:: The request ::
Omit the pictures and return every entry exactly as written.

>> start

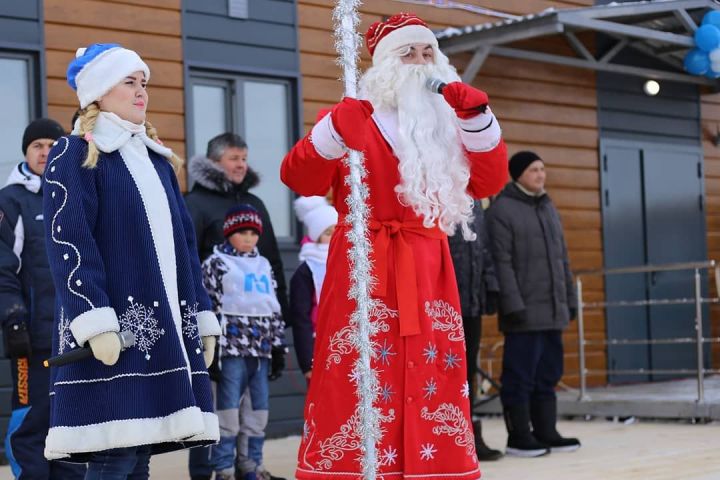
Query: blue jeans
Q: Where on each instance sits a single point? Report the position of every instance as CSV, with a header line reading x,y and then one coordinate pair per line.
x,y
236,375
132,463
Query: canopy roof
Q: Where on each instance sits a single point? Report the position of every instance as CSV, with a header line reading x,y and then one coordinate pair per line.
x,y
660,29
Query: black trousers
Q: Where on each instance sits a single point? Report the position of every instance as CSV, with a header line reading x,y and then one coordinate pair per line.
x,y
29,423
473,333
532,366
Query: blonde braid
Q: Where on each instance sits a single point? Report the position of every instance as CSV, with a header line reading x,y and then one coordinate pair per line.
x,y
88,117
151,132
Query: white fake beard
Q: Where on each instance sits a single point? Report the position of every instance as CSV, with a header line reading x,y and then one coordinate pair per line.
x,y
434,171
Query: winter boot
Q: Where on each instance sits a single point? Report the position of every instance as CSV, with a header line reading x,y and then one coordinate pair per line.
x,y
521,442
484,453
544,419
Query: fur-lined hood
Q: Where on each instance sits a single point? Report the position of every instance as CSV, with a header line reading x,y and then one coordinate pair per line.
x,y
211,176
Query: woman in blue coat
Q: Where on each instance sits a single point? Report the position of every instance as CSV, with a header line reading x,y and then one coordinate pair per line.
x,y
122,253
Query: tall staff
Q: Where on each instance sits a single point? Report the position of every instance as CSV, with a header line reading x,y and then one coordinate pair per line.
x,y
347,43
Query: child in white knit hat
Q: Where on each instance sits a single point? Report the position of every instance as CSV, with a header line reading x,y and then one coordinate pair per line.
x,y
320,219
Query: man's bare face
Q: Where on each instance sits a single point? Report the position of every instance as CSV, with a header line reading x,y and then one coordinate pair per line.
x,y
419,54
533,178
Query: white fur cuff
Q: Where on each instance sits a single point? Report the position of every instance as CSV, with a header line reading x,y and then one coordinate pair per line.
x,y
208,324
94,322
327,142
481,133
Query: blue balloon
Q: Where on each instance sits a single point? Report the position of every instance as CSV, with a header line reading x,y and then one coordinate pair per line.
x,y
707,38
697,62
712,18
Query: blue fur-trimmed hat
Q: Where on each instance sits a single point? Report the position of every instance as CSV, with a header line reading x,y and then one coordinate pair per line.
x,y
99,67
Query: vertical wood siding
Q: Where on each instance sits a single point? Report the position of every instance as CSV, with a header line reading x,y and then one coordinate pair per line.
x,y
546,108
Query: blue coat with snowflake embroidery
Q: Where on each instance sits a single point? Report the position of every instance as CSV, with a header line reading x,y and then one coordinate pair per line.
x,y
122,251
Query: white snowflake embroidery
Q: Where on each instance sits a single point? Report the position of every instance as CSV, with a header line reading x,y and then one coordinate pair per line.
x,y
430,353
388,456
385,352
451,422
446,319
65,336
430,389
427,452
452,360
140,320
343,341
386,393
189,324
347,439
465,390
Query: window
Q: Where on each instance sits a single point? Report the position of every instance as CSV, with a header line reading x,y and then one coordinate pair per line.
x,y
259,110
16,98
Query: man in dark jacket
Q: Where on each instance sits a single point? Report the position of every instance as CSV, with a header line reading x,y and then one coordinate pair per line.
x,y
223,180
27,304
537,301
478,288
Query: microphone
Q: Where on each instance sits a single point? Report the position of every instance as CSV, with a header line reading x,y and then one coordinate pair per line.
x,y
127,340
435,85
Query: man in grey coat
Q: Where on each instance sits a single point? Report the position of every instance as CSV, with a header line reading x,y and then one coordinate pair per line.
x,y
537,301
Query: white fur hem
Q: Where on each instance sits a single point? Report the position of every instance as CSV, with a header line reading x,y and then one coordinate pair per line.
x,y
326,140
488,136
208,324
187,425
94,322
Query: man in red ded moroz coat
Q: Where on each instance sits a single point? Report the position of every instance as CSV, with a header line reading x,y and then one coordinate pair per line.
x,y
427,156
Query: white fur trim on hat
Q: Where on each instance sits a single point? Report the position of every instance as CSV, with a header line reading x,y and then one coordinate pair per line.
x,y
317,215
403,37
105,71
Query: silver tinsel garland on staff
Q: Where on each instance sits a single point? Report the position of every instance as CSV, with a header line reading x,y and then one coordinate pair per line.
x,y
347,43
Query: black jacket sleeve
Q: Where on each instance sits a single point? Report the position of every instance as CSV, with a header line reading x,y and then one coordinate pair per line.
x,y
12,303
302,292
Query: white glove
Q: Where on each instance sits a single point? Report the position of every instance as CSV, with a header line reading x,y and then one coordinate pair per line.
x,y
209,349
106,347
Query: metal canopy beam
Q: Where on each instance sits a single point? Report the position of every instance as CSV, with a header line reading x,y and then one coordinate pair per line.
x,y
505,34
595,65
643,8
579,22
685,20
475,64
608,19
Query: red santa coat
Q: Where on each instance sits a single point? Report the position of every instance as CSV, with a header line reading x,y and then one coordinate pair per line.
x,y
425,415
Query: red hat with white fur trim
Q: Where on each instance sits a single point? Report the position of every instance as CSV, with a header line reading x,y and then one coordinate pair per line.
x,y
396,32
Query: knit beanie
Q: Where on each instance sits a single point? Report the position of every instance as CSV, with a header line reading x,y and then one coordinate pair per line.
x,y
520,161
242,217
41,128
95,70
317,215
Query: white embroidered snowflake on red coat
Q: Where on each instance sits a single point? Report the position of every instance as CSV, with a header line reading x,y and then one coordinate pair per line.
x,y
451,421
345,441
140,320
343,341
446,319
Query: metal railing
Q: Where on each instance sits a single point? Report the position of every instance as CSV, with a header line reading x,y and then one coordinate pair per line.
x,y
698,300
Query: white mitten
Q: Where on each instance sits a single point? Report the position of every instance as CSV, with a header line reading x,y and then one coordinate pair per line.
x,y
209,349
106,347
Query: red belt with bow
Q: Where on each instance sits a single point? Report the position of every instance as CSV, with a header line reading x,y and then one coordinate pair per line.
x,y
405,275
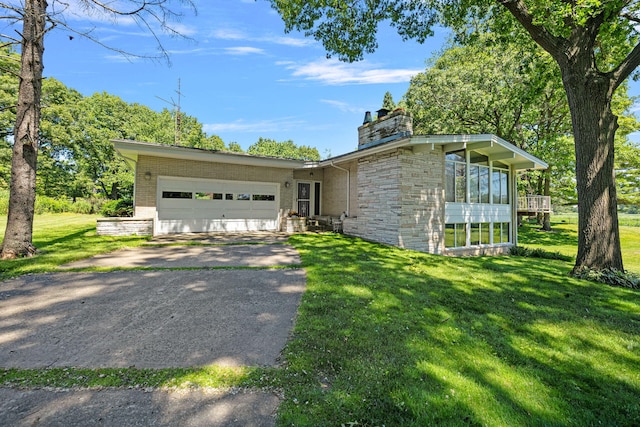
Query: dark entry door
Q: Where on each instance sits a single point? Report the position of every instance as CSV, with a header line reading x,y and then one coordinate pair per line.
x,y
304,198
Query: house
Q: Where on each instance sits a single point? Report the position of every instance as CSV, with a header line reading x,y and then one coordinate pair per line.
x,y
441,194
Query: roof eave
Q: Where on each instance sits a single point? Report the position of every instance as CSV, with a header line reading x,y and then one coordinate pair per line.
x,y
131,150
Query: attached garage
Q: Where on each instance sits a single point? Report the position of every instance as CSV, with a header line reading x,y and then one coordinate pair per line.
x,y
206,205
190,190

>> end

:: Response to this exercise ::
Query: blue jeans
Q: Where on each instance sits a single point? Report the position of every instance as CSV, with a header line reading x,y and then one coordinate pair per line.
x,y
236,375
132,463
Query: canopy roof
Q: Where on each instance sits a single point? Report the position of every instance as CSV, with a header line reading x,y and then one coordinate pair per line.
x,y
660,29
Query: black trousers
Q: Where on each instance sits a single point? Report the position of every instance as CSV, with a header line reading x,y and then one coordinate pair per line.
x,y
29,423
473,333
532,366
Query: blonde braid
Q: Where on each instance sits a single point? Report the position of every instance as CSV, with a header line reading x,y and then one coordinate pair per line.
x,y
88,117
151,132
Query: white fake beard
Q: Where on each instance sits a single point? Report the position of every instance as CSV, with a header line reading x,y and then one coordinate pair per line.
x,y
434,171
Query: winter boot
Q: Where on each instance sits a single point? Report the position of every instance as CSV, with a header line reading x,y and then one coordinate pair per line.
x,y
521,442
484,453
544,419
Query: fur-lined hood
Q: Where on each instance sits a single point? Report the position of every instance as CSV, with a header line reading x,y and then one coordinate pair per line.
x,y
211,176
Query: woman in blue coat
Q: Where on each instance sits a single point? Report the position of every instance as CSV, with a header line reading x,y and then one coordinate pair per line.
x,y
122,253
Query: tall staff
Q: Where on each instance sits a single point? Report the position of every instance as CSV, with a header line reading x,y and then one coordinate pair per line.
x,y
347,43
Query: child in white knit hat
Q: Where on each instance sits a single point? Report the position of every instance as CSV, with a header line reading x,y and then one coordinate pair per line.
x,y
320,219
Query: man's bare face
Q: Where on each instance sits a single point? Report the position of every instance as CSV, with a header line reading x,y and then one coordinate pair per line.
x,y
419,54
533,178
Query: white fur cuff
Q: Where on each instance sits a single point? Report the position of every instance as CSV, with a header line reading x,y and then one coordinate pair per line.
x,y
208,324
94,322
327,142
481,133
Query: blue balloon
Q: Where on each instance sits a single point? Report the position of every instance as CSV, with a header line reading x,y and then one coordinate pair per line.
x,y
707,38
697,62
712,18
Query: blue fur-trimmed hat
Q: Where on each instance sits a single point? Report the position of every instance as CSV, with a header line reading x,y and then one coordinate pair per line.
x,y
99,67
Query: vertical wood siding
Q: Where on each instance sits a single point? Report the position of every instance as CSV, with a header line reading x,y and then one coordinate pair per line.
x,y
546,108
Query: blue coat with snowflake embroidery
Q: Where on each instance sits a single point? Report the position of every instance as CSV, with a header line reading x,y and then one coordinate pair per line.
x,y
122,251
Query: white snowflake embroidery
Q: Where on each instance sits a single point? Report the position of every instance as CSV, with a header line reading x,y and then one coordinate pair per line.
x,y
430,353
388,456
385,352
451,422
446,319
65,336
430,389
427,452
452,360
140,320
343,341
386,393
189,324
347,439
465,390
Query: window
Q: Where on each instance sits a single point? Report the position of every instance as CSV, with a header line reading x,y and then one coordinate pair per line.
x,y
259,110
16,98
Query: man in dark jacket
Q: Where on each instance sits a single point? Report the position of every instance as CSV, with a header line reading x,y and then one coordinate pair per line.
x,y
223,180
27,304
537,301
478,288
Query: microphone
Q: Where on each instance sits a single point? Report the position of every instance as CSV, with a header line reading x,y and then one coordinate pair per line.
x,y
127,340
435,85
Query: man in grey coat
Q: Where on each instance sits a single point? Report the position of every instance as CSV, with a header line reading x,y and then one coordinate pair per line.
x,y
537,301
Query: white fur hem
Q: Where on each instance sits a single point? Report the position of every instance as CSV, with a header line reading x,y and then one coordinate pair per line.
x,y
326,140
488,136
208,324
187,425
94,322
Query: man in red ded moroz coat
Q: Where on each instance sits a single point? Report the position of every instance as CSV, with a header line reading x,y and then one coordinate pair per line.
x,y
427,156
Query: white fur trim on hat
Q: Where on each instance sits a single point? Report the position of every instance as CSV, with a header line reading x,y and then one coordinate pair per line.
x,y
317,215
403,37
105,71
Query: silver tinsel garland on staff
Q: Where on each instance sits a single point? Report the position of every instance as CSV, with a header line reading x,y and then one coordinate pair per line.
x,y
347,43
Query: black jacket sleeve
Q: Where on each instance sits a single point? Report the position of every instance as CSV, with a header line reading x,y and then one coordinate pair per line.
x,y
12,303
302,292
Query: white glove
Q: Where on each instance sits a single point? Report the position of every instance as CSV, with a header line reading x,y and then one coordinate pair per line.
x,y
209,349
106,347
Query: metal canopy beam
Q: Where on each instance sits a single point? Report the position of every instance as CSV, with a header line reading x,y and then one coordinate pair per line.
x,y
505,34
595,65
643,8
579,22
685,20
475,64
608,19
Query: red santa coat
Q: Where on each instance sits a single point? Report the position of every instance as CSV, with a header line reading x,y and then one coordinate pair per line.
x,y
425,415
Query: red hat with white fur trim
Q: Where on each instance sits a single point? Report the position of every instance as CSV, with a header line reading x,y and then one coordinate pair per line.
x,y
396,32
Query: knit beanie
Q: Where on each instance sits a single point? Report the position of every instance as CSV, with a header line reading x,y and then one coordinate pair per line.
x,y
520,161
242,217
41,128
95,70
317,215
Query: white embroidered snowflake on red coat
Q: Where on each instance sits a single point? Report the position of every instance as CSV, with a header line reading x,y and then one coordinate pair per line.
x,y
451,421
345,441
140,320
343,341
446,319
Query: metal railing
Q: Where on each instance sits a single point? Report the position of every instance as CSV, with a header line reading x,y and then one coordinate pair per line.
x,y
698,300
Query: white mitten
Q: Where on each instance sits a single point? Report the position of every instance as CSV, with a header line reading x,y and then one coordinate pair per line.
x,y
209,349
106,347
Query: red belt with bow
Q: Where on each instance sits a single point? Report the position of every instance as CSV, with a header line reading x,y and then one coordinate pair per line.
x,y
405,275
Query: dark entry door
Q: Where on each instance sits a single point? Report the position of every instance as CSV, with a header line reading x,y and then one coordinate pair per line.
x,y
304,198
Query: house
Q: Where on each instance sits a single point? Report the position of every instance as CSV, with a header line reading x,y and then one coordinate pair per line.
x,y
441,194
Query: roof eave
Q: Where on each instance sits a single point? Report the position of every instance as CSV, with a header line reading x,y and then one coordinate pair per line.
x,y
131,150
Query: attached garage
Q: Where on each instance sits a single point? Report the position of every instance as CSV, with a header line reading x,y and then one coordinate pair per line.
x,y
206,205
190,190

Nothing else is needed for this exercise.